Set exercise -
Output every one of the rows below unchanged, from the first to the last.

— begin Information provided —

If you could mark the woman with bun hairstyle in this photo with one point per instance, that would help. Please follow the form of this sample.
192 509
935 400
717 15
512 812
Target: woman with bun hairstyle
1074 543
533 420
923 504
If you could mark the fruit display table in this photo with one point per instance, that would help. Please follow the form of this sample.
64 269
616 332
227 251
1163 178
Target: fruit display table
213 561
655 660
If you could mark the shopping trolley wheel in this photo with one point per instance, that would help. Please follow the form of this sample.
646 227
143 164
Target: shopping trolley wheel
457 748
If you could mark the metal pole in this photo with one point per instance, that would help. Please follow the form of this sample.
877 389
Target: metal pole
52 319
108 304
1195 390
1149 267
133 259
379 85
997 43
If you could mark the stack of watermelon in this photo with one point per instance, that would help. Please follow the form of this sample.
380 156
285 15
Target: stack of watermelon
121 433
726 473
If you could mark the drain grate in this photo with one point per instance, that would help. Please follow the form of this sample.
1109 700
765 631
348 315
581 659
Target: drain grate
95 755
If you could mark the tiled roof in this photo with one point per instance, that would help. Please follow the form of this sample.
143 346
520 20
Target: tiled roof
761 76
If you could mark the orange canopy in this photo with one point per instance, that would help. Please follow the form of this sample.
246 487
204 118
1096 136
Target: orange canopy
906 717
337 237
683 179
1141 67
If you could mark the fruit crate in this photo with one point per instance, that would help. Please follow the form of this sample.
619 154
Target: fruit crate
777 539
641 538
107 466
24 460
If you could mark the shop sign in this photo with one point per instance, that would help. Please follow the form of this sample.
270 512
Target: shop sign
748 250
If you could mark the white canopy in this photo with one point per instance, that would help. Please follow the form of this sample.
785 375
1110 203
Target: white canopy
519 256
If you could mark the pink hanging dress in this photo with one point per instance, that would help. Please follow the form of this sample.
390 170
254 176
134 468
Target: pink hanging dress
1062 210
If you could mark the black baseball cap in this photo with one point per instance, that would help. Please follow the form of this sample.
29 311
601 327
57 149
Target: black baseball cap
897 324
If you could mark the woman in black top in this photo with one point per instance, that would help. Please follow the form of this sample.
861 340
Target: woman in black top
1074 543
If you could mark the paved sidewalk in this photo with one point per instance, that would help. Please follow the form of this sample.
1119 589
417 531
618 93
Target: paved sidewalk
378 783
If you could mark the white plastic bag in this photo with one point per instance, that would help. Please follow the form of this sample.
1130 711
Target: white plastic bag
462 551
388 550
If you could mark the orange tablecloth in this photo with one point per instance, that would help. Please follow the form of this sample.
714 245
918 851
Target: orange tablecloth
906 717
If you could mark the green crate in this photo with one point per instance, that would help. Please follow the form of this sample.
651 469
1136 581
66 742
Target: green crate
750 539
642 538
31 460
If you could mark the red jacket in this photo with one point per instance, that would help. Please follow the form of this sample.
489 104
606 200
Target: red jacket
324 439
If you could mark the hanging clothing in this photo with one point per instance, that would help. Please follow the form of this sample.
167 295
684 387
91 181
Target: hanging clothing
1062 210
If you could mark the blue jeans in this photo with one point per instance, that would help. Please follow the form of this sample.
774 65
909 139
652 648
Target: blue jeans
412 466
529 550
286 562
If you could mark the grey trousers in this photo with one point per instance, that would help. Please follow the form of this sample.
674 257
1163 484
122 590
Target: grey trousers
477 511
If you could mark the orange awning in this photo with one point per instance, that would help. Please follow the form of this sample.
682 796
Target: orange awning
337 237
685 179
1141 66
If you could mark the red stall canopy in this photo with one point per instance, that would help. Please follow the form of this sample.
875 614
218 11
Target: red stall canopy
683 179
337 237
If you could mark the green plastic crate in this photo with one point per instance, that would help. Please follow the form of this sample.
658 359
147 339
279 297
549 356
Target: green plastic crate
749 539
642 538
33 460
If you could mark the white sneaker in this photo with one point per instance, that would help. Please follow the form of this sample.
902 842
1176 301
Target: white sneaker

— end Information provided —

Result for this exercise -
If you could mark the woman with bun hairstyle in this photo with one point per instance, that would help. Please follow the form of this sample.
192 509
935 400
717 15
512 812
Target: woman with bun hairstyle
1074 543
533 420
923 504
If you could mark the fruit display table in this photo with one point per instance, that would help. Please follow the form of this sample.
64 269
616 332
227 251
1163 178
Target: fruit display table
213 561
655 660
If you could mark the shopping trolley wheel in this photo with one point per instance, that would help. Please follow the form of this sample.
646 227
143 164
Target: shopping trolley wheel
457 748
If you could mark the metal pole in this photo with one point per instance, that would help. Please follow the form of this sample.
877 389
Target: metal pole
52 319
108 304
1195 390
1149 267
133 259
379 85
997 43
If you could mark the stack of watermelon in this photo with one point per instance, that would help. Please follow the form of this sample.
380 156
285 15
Target: stack of watermelon
121 433
726 473
If you could mark the drain grate in this photo with one point per instance, that would help. Please follow the form of this sample.
1109 700
765 631
348 315
581 659
Target: drain grate
95 755
If you could mark the tiled roof in this photo with one point per instance, that would help. Please follow the form of this sample.
143 346
520 20
Target: tiled roof
761 76
If you could mark the orange canopy in this photo with one point per instance, that would help. Please follow the form of this sample.
246 487
204 118
1096 136
Target: orange canopy
906 717
337 237
683 179
1141 67
If you could mark the fruit crate in this photo with one point per instance, that would help. Please follow the form of this sample.
619 154
Target: fruit crate
777 539
641 538
107 466
24 460
If you could mark the shop sign in this photo with one point per instance, that would help. Please follow the form of this sample.
270 512
Target: shop sign
748 250
If you could mark the white canopy in this photo with one point per instance, that would help. Please follow the form of this sample.
785 375
1110 203
Target: white canopy
519 256
If you could mark the pink hanging dress in this photo with one point per instance, that would help. Please follow the form of this sample.
390 170
254 176
134 468
Target: pink hanging dress
1062 210
If you could mark the black baseball cap in this photo with one point per instance, that would help. Please follow the form of this sample.
29 311
601 327
57 149
Target: black baseball cap
897 324
If you could mark the woman in black top in this photo with one point per instance, that would help. Please follow the form of this sample.
861 340
Target: woman in black top
1074 543
If you could mark the paved sidewalk in this photo with one point per instance, that would help. Please follow the form of this sample.
1119 589
417 531
618 93
Target: paved sidewalk
378 783
If you could mark the white plastic bag in this photo with one point per instance, that would help. Please follow the form of this sample.
1130 711
Target: white plastic bag
462 551
388 550
If you could mark the orange tablecloth in this photo with one point per instance, that would help. Please follow the form of this sample.
714 245
918 851
Target: orange tablecloth
906 717
If you could mark the green crate in this photo with one point per instance, that would help. Please follow the form of this sample.
651 469
1136 581
66 742
Target: green crate
750 539
642 538
31 460
If you could mark the red jacket in this photo with one point per instance, that would help. Please follow the form of this sample.
489 104
606 200
Target: red jacket
324 439
If you could mark the hanging clothing in this photo with one point per instance, that would help. Please follow the form of this sample.
167 295
684 387
91 181
Target: hanging clothing
1062 210
If you could mark the blue jeans in this photo with one point per instance, that would help. Please follow the form of this sample.
774 65
909 139
652 648
Target: blue jeans
412 466
529 550
286 562
If you could mark the grey trousers in this photo with one point per instance, that would help. Please follow the form of this sample.
674 257
1163 484
122 590
Target: grey trousers
477 511
If you could mark the orange awning in this photo with one point per instance, that would help. Please follow the form of this sample.
682 796
Target: orange awning
337 237
685 179
1141 66
If you could mark the red stall canopy in this photo with one point per instance, that would help. Please follow the form of this sample.
875 614
218 11
Target: red stall canopy
683 179
337 237
If you could mark the green plastic crate in this photo with one point per instance, that would help. Please follow the form of this sample.
658 359
147 339
279 297
549 356
Target: green plastic crate
749 539
642 538
33 460
If you could mark the white sneaker in this photo with one point per instance, that would help. Please follow the form of this sample.
902 842
1176 301
Target: white sneaker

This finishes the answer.